Stated task: Quote the lines below exactly, from the one that holds "Can you find the short" through the final line of the records, and only those.

Data provided:
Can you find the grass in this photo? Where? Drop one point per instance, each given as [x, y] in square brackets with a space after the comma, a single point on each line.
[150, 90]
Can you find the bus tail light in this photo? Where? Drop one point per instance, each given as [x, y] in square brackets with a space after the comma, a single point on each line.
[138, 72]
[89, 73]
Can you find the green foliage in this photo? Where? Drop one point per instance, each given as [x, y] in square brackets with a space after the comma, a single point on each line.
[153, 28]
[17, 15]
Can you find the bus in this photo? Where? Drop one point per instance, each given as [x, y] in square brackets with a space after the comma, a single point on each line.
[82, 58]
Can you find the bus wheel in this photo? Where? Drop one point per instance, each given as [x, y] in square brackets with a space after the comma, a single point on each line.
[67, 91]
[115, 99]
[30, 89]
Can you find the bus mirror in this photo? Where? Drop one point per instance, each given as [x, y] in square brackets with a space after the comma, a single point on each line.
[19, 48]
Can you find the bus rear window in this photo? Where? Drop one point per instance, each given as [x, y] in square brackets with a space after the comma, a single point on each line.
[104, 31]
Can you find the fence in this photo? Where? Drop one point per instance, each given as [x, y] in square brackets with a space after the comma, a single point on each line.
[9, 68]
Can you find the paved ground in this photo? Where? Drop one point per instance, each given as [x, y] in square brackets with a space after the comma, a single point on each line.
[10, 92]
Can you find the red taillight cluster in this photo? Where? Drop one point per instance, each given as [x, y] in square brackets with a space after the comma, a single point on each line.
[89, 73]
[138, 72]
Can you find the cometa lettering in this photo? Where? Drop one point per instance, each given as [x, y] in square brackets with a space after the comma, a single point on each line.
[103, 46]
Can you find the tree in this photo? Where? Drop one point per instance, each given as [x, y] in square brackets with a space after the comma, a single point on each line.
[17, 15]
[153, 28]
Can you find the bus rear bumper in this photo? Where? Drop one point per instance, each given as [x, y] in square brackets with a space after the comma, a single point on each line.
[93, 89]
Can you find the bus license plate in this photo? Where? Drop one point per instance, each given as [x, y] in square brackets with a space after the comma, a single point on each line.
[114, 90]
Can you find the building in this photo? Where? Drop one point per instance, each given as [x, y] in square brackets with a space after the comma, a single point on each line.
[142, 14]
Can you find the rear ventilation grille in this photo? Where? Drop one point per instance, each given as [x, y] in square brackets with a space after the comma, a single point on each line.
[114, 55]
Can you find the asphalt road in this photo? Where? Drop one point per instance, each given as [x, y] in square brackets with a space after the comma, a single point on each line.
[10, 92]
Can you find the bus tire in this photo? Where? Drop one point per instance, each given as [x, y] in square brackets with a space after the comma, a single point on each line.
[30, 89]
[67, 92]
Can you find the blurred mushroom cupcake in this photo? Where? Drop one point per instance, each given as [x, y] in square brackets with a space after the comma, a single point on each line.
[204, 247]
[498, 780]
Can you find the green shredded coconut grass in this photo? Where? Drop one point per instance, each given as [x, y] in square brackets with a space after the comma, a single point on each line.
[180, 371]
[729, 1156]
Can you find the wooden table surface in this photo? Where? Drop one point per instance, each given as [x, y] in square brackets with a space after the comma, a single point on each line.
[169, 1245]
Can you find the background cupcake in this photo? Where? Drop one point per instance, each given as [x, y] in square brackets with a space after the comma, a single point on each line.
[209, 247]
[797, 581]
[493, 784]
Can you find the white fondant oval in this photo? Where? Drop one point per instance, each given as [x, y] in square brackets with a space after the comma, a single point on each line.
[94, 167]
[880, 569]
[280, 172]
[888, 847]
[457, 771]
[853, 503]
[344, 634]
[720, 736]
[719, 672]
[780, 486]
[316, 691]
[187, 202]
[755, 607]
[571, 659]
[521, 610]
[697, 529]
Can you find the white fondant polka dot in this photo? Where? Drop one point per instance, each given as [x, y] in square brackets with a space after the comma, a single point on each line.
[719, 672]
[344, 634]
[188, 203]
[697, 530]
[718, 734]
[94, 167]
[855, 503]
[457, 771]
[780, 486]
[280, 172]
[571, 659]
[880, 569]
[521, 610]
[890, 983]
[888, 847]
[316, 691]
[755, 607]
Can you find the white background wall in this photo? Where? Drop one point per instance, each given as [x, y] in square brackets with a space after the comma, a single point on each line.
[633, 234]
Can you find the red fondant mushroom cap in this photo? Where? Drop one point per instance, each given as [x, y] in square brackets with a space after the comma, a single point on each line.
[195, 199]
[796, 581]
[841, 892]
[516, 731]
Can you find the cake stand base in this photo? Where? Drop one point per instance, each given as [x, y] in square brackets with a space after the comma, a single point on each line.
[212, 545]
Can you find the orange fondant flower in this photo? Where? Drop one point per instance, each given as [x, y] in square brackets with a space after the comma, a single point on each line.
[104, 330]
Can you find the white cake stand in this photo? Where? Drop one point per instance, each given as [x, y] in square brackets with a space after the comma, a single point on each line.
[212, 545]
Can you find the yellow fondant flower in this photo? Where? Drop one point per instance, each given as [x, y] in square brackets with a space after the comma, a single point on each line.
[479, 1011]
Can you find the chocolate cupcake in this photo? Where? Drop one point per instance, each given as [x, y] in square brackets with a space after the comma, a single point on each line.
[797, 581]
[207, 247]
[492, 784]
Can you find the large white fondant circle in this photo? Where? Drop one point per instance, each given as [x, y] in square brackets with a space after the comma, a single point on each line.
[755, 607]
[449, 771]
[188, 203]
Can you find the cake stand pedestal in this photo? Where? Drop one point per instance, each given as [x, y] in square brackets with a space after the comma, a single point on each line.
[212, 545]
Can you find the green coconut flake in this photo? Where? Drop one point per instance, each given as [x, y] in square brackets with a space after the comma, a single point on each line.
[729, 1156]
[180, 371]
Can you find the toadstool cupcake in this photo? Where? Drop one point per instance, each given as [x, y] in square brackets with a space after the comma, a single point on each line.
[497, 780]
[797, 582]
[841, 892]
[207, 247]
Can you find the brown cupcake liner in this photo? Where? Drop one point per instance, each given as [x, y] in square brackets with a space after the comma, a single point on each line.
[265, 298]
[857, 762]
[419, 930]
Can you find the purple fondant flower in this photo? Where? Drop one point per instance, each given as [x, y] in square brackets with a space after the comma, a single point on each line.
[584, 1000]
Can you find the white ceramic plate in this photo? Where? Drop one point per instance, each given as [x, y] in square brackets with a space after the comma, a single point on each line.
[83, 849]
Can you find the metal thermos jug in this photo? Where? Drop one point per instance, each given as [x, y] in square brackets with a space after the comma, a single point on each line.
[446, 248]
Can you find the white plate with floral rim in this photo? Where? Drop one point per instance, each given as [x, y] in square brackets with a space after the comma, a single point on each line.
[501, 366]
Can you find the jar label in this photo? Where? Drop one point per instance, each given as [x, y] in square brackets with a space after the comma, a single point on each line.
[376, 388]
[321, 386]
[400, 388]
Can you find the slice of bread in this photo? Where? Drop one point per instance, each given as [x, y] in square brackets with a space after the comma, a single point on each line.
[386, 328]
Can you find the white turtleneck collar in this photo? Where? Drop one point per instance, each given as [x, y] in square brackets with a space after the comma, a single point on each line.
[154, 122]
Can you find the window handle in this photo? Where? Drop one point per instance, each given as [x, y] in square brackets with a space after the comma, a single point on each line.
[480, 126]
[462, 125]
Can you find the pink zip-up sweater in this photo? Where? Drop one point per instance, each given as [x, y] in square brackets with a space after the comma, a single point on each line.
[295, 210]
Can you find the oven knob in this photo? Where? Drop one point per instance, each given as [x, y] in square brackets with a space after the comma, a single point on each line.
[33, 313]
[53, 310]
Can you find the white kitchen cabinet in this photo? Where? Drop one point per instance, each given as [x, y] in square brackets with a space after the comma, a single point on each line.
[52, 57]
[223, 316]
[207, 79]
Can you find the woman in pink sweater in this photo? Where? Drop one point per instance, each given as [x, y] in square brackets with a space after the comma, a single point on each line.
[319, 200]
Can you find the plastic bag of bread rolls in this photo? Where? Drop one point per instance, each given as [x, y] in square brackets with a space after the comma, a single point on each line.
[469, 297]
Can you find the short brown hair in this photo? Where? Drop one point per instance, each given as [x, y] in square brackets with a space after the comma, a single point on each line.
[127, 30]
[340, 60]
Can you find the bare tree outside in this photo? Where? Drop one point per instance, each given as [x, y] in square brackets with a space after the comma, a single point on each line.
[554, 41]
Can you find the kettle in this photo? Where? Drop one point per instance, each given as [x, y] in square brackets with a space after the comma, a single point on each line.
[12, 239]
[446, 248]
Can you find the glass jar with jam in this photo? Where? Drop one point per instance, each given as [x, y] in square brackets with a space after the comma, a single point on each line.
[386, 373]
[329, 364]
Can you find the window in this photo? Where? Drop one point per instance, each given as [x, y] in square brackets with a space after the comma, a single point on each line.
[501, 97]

Full answer:
Can you find the short brown hair in this photo? Where? Drop one point per instance, each given as [x, y] in square brackets with a space after the comma, a single point on each line.
[127, 30]
[340, 60]
Can you find the bare tree outside in this photo? Where? Drop one point per instance, each given as [x, y] in square brackets with a space after the comma, a single point on each line.
[554, 41]
Can you find the kettle in this photo? Where? Drop one point per instance, each given as [x, y] in square brackets with a space after the comma, a single point on each line.
[12, 239]
[446, 248]
Can you find the glass jar with jam in this photo? Where? Drop one point per instance, each given as [x, y] in square brackets with a space after the comma, a single point on each line.
[386, 373]
[329, 364]
Can you find the window in this photo? Where? Drop one point per instance, each given as [x, y] in square brackets with a space after the comma, a single point on each line.
[501, 97]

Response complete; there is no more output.